>>>
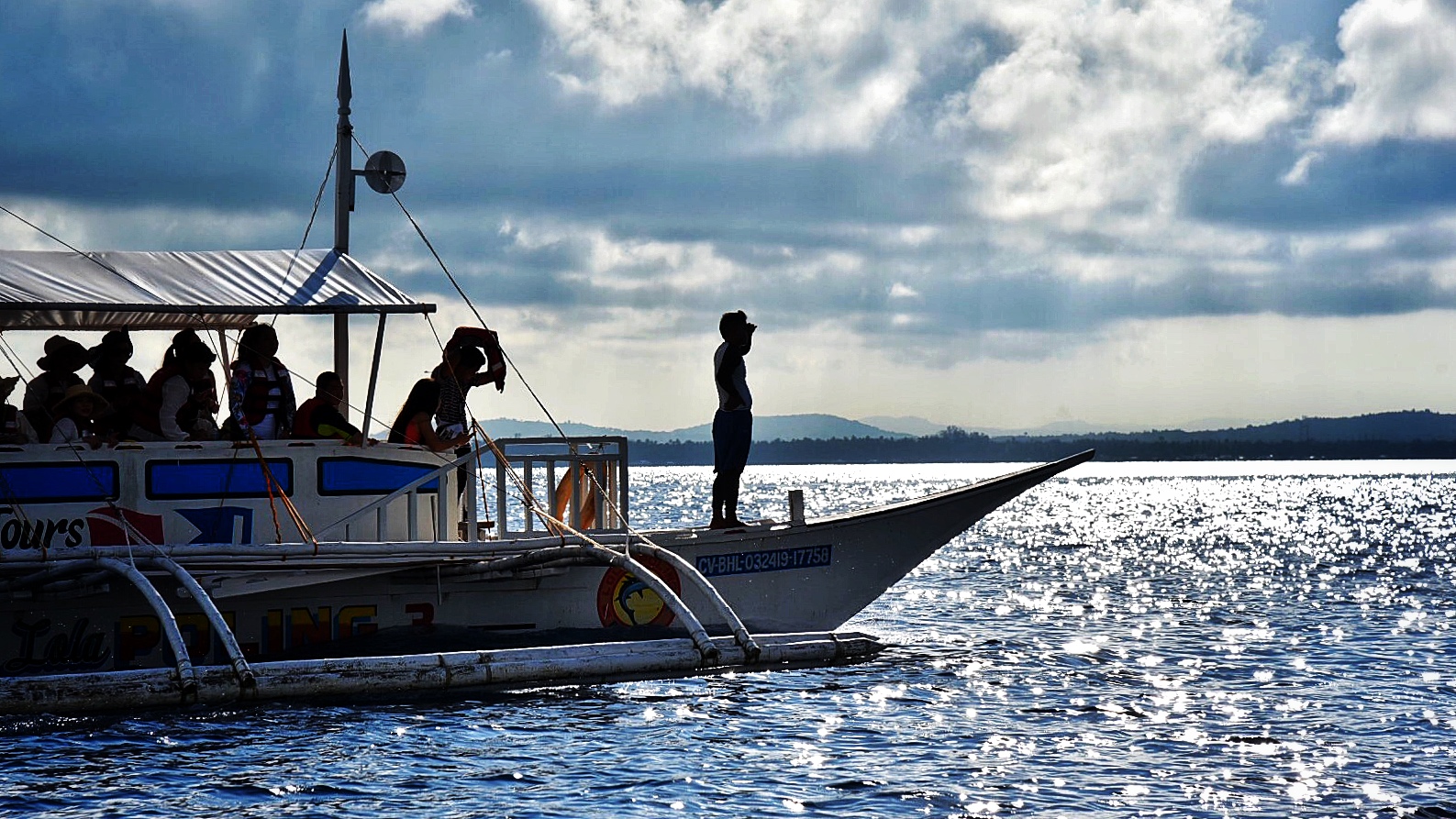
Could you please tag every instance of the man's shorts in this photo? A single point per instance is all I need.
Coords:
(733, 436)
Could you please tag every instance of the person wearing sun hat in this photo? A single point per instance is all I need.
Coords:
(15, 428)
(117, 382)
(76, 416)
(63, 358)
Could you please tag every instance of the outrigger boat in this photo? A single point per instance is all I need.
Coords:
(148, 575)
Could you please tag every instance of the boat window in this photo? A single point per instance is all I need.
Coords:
<<<
To do: Lines of the listing above that include the string "please" should each be copied.

Written solution:
Could you please tag every instance of the man's shorts in this photo? A single point per instance is all I need.
Could you please tag every instance of the person wearing sun hat in this photo? A single point per instance is all I need.
Could you please tag every instance of the outrigger boat in this photo? A single point per instance is all I need.
Could you please tag every instance of the boat window in this photo? A single point per instance is all I need.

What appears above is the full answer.